Provided data: Begin
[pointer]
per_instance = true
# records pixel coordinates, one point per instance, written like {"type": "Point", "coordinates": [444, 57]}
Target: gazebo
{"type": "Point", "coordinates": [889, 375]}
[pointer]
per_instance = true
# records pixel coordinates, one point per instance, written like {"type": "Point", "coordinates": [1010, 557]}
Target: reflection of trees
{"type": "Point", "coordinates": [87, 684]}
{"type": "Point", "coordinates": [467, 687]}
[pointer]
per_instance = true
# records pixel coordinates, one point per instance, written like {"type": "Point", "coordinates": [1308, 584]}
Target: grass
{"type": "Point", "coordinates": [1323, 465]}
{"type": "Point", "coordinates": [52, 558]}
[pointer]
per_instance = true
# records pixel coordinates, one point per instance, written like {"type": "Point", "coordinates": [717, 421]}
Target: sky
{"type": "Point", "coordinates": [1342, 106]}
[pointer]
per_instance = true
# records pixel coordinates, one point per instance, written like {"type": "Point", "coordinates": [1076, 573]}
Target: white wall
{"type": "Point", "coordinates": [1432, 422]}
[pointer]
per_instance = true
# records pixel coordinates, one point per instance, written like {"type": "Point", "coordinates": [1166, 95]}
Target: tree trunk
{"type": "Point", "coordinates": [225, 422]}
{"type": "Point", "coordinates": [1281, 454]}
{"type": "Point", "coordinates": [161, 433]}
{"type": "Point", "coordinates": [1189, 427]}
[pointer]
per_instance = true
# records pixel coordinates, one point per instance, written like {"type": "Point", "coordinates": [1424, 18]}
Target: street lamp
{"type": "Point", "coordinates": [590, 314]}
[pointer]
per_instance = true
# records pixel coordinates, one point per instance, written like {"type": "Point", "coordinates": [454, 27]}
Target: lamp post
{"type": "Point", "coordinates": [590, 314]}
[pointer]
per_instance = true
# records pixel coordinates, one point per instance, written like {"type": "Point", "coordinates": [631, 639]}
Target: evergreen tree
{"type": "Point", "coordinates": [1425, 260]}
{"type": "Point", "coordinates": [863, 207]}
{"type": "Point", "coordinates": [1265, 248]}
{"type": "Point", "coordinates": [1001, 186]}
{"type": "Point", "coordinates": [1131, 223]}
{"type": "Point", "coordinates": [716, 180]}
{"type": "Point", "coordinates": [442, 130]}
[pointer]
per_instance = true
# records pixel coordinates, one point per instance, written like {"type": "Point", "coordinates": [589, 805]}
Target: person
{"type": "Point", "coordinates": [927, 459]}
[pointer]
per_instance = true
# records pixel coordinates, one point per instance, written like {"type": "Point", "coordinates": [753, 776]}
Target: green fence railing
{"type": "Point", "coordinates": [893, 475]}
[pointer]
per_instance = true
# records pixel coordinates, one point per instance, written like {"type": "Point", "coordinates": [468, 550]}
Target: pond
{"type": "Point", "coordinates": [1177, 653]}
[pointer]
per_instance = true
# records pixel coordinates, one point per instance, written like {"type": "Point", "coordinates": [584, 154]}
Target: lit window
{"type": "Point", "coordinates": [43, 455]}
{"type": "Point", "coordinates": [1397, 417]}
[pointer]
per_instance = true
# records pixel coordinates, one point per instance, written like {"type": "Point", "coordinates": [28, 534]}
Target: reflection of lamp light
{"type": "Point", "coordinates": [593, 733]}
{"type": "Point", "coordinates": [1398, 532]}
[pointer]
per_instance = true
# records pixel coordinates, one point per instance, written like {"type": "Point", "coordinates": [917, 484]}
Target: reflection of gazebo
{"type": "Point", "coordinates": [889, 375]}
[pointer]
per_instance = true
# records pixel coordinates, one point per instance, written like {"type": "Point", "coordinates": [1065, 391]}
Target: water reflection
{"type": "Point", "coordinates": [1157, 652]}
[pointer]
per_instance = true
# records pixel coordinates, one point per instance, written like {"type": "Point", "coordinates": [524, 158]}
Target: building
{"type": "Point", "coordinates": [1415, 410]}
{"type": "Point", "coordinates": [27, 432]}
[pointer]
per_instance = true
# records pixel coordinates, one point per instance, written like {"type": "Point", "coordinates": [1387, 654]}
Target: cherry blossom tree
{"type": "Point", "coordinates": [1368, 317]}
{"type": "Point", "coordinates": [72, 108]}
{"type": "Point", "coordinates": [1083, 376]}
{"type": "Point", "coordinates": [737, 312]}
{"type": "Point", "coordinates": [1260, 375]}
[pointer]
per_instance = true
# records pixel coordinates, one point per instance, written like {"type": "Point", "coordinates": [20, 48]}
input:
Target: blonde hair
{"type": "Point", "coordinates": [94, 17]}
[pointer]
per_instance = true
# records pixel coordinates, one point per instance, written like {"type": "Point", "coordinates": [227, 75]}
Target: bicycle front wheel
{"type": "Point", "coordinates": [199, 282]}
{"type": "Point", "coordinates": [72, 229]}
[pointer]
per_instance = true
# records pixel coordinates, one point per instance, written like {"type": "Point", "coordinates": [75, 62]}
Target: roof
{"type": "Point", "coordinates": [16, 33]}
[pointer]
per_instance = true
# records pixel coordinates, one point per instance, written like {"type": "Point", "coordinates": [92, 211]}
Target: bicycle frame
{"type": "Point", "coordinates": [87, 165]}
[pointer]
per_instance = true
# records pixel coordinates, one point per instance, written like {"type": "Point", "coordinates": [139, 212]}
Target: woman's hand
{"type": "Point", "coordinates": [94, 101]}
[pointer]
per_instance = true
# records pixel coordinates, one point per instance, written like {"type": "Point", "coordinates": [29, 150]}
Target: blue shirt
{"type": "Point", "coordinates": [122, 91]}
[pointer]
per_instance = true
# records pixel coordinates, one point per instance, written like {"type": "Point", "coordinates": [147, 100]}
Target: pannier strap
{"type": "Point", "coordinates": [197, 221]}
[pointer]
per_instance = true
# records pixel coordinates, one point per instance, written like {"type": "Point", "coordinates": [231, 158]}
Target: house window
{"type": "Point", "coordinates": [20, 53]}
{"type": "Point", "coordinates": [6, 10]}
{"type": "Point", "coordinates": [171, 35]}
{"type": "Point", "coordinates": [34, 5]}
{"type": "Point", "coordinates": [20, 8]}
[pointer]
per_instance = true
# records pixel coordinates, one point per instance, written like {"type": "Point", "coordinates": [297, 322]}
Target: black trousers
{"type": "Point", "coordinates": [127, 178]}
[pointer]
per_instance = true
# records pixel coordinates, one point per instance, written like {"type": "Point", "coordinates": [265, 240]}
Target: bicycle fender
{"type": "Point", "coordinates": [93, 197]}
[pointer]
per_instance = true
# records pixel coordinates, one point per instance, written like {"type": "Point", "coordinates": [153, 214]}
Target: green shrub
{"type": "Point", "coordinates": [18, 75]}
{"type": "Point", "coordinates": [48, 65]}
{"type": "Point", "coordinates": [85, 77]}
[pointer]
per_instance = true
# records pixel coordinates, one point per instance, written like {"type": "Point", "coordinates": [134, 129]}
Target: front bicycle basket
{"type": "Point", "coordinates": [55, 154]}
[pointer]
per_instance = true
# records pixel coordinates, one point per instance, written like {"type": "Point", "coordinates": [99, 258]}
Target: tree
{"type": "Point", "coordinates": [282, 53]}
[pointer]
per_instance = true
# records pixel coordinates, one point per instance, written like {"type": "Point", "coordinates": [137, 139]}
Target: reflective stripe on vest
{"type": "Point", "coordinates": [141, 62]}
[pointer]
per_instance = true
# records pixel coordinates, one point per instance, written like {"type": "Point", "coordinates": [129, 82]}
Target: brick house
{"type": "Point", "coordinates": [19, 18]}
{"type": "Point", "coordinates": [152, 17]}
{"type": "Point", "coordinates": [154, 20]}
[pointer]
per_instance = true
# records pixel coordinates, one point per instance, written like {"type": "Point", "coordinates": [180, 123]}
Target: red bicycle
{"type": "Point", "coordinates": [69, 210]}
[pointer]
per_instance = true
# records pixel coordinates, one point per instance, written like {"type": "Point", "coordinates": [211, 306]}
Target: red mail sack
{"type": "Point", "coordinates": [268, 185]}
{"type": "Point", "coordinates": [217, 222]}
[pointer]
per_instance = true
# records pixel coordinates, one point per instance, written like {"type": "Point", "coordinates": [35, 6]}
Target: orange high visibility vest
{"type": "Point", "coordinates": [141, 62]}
Provided data: End
> Task objective: When you reach the line containing "Target: red mail sack" in the data above, retype it and each line after it through the final one, exactly as written.

> Task answer:
Target: red mail sack
{"type": "Point", "coordinates": [268, 185]}
{"type": "Point", "coordinates": [217, 222]}
[pointer]
per_instance = true
# records pixel coordinates, one point per instance, written like {"type": "Point", "coordinates": [35, 6]}
Target: orange high visibility vest
{"type": "Point", "coordinates": [141, 62]}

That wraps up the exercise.